## Records shown:
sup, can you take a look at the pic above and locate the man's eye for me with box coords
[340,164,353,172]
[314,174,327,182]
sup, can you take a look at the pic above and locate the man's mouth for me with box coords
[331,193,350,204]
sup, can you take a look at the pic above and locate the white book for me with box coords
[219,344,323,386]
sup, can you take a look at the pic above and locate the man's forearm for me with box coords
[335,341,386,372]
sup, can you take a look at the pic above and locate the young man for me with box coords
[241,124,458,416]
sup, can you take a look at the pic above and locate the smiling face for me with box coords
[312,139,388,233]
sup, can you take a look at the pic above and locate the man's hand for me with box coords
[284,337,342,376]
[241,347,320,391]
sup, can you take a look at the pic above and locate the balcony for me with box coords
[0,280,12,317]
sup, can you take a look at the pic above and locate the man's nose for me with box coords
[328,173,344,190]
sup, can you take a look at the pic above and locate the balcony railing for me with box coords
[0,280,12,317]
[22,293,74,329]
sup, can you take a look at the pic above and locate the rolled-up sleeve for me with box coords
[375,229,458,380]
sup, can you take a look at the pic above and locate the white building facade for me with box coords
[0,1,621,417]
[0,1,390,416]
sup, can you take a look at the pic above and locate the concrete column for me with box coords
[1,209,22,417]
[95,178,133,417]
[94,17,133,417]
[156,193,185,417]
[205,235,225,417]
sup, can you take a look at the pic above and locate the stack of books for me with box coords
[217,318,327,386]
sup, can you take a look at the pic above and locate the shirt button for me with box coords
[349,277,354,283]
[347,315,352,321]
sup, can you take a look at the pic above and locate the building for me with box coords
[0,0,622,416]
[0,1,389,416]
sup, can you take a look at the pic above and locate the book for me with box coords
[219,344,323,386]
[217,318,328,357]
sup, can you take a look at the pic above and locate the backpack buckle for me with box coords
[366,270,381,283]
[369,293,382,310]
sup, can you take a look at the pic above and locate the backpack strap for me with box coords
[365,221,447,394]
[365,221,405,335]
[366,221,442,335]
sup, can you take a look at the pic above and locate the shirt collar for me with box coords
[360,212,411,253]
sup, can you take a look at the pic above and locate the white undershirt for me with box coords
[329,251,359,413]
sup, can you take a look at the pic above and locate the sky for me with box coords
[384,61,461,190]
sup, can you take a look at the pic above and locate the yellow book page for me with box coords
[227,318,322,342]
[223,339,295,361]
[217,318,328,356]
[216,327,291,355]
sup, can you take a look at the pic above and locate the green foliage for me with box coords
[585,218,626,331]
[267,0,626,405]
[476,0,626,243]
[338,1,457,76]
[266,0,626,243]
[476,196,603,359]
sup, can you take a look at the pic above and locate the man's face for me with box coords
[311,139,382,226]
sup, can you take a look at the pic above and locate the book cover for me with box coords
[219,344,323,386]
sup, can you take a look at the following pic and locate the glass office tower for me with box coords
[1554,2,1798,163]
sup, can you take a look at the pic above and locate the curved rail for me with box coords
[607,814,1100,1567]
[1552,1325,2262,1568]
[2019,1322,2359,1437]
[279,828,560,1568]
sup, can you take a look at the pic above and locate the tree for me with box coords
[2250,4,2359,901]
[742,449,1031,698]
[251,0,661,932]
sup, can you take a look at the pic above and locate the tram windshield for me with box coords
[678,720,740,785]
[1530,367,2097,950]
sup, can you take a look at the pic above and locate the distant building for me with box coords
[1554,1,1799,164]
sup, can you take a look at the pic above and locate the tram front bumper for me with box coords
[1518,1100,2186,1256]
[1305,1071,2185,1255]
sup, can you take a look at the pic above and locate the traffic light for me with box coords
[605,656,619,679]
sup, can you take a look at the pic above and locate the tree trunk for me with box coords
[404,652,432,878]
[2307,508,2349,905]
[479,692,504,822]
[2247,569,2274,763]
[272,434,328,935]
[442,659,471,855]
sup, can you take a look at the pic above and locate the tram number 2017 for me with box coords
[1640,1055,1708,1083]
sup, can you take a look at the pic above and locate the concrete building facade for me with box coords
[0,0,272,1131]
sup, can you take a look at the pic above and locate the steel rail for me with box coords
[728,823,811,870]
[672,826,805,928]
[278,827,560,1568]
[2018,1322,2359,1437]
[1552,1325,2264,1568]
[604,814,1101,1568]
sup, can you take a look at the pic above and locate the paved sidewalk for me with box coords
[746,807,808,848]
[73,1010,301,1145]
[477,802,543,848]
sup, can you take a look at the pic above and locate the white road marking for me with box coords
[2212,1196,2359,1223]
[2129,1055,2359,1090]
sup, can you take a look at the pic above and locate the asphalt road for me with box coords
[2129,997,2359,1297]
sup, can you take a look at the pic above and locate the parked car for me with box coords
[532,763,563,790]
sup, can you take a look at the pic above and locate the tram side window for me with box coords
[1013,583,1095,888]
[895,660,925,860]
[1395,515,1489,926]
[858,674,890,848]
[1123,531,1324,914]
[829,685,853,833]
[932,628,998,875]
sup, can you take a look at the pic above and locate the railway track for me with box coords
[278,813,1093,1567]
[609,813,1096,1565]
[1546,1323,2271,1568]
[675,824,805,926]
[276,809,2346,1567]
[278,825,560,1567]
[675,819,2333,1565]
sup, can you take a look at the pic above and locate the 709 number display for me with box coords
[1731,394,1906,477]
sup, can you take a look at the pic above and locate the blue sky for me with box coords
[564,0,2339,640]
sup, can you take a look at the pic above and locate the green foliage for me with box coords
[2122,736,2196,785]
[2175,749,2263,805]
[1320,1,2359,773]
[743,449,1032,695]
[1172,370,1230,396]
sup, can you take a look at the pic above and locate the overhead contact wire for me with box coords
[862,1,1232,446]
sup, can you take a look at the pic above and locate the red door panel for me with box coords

## What needs to be done:
In the records above, return only the line that contains "display for me with box coords" and every line after it through the last, exactly as they appear.

## Exercise response:
sup, can you take a look at the pic above and locate the 709 number display for me with box coords
[1731,394,1906,477]
sup, can you take a look at the pic above and locate the blue sky for me with box coords
[564,0,2339,640]
sup, can you take a look at the pic above and locate the green foliage for me with box coords
[2122,736,2196,785]
[2175,749,2263,805]
[1320,1,2359,773]
[743,449,1032,695]
[1172,370,1230,396]
sup, can you take a look at the pic above and locate the overhead contact wire for me with box coords
[862,1,1232,446]
sup, can you take a look at the pic above and locate the red door panel for me with box coords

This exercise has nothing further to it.